## Provided text
>> START

SECOND AMENDMENT TO LOAN AGREEMENT
EXHIBIT
10.1
SECOND AMENDMENT TO LOAN
AGREEMENT
This
Second Amendment to Loan Agreement (“Amendment”) is entered into effective as of
August 4, 2010 is entered into by and among ISECURETRAC CORP, a Delaware
corporation (“Borrower”) and CRESTPARK LP, INC., a Delaware corporation
(“Lender”).
WHEREAS,
Borrower and Lender are parties to that certain Loan Agreement dated as of
November 10, 2008 and amended by the First Amendment to Loan Agreement dated as
of November 4, 2009 (such agreement, together with all amendments, modifications
and restatements, and as further amended, modified and restated by this
Amendment, the “Agreement”);
WHEREAS,
the parties hereto acknowledge that as of the effective date hereof (i) there is
an outstanding balance on the Equipment Term Note of $898,805 and available
credit of $718,788 on the Equipment Term Commitment; and (ii) there is an
outstanding balance on the Revolving Credit Note of $600,000 and available
credit of $150,000 on the Revolving Credit Commitment; and
WHEREAS,
the parties would like to amend the Agreement in order to reallocate $350,000
from the Equipment Term Commitment to the Revolving Credit Commitment thereby
reducing the Equipment Term Commitment from $1,750,000 to $1,400,000 and
increasing the Revolving Credit Commitment from $750,000 to $1,100,000 which
will result in available credit of $368,788 on the Equipment Term Commitment and
available credit of $500,000 on the Revolving Credit Commitment;
NOW
THEREFORE, in consideration of the foregoing, and for other good and valuable
consideration, the receipt and adequacy of which are hereby acknowledged, the
parties hereto agree as follows:
Section
1. DEFINED
TERMS. Capitalized terms used herein and not otherwise defined
herein shall have the meanings set forth in the Agreement.

>> END

## Record excerpts
>> START

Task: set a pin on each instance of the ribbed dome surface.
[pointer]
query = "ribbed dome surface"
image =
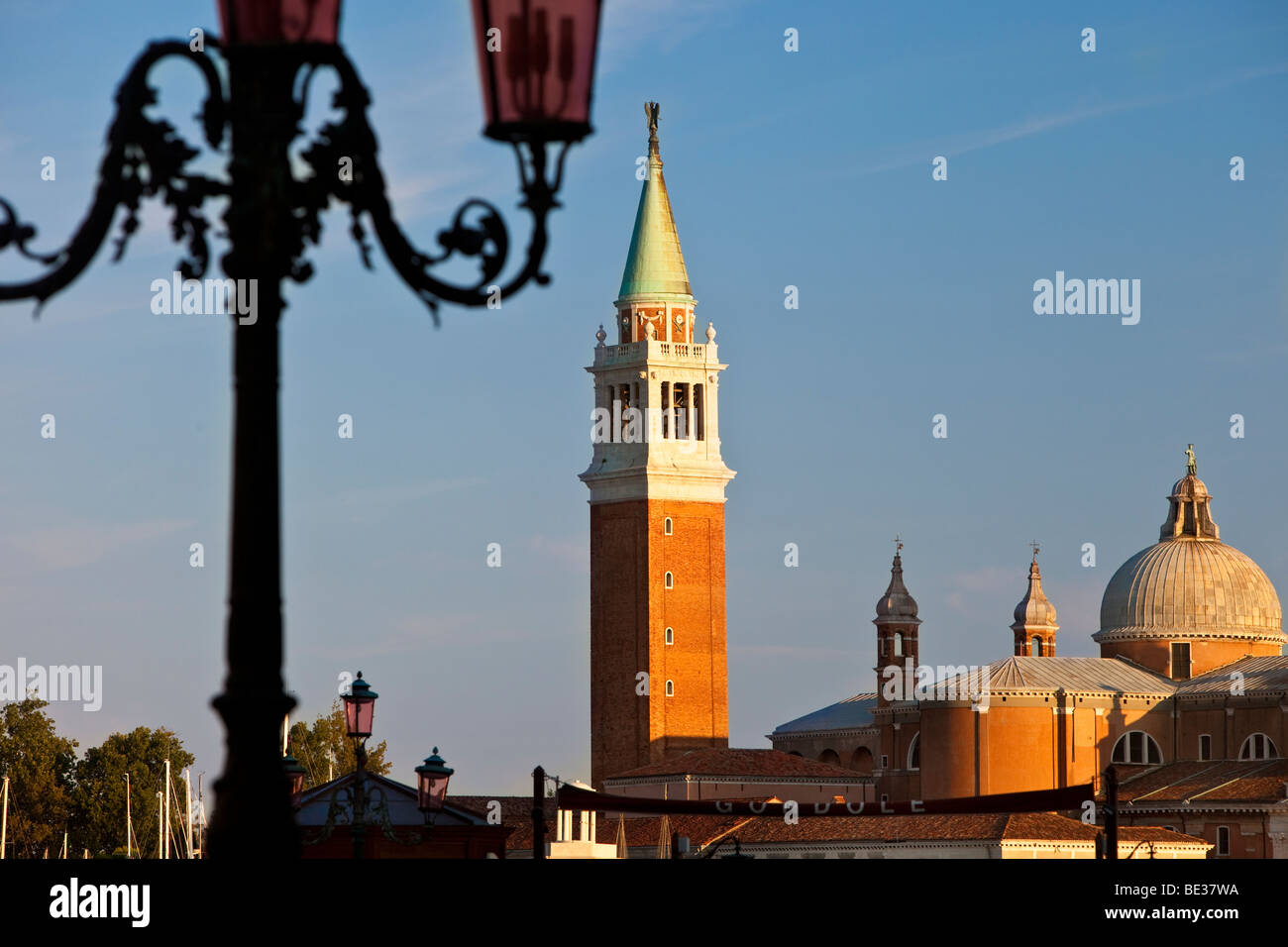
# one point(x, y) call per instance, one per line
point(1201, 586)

>> END

In the loan agreement amendment, what amount is the Revolving Credit Commitment increased to?

## Result of this exercise
$1,100,000, up from $750,000.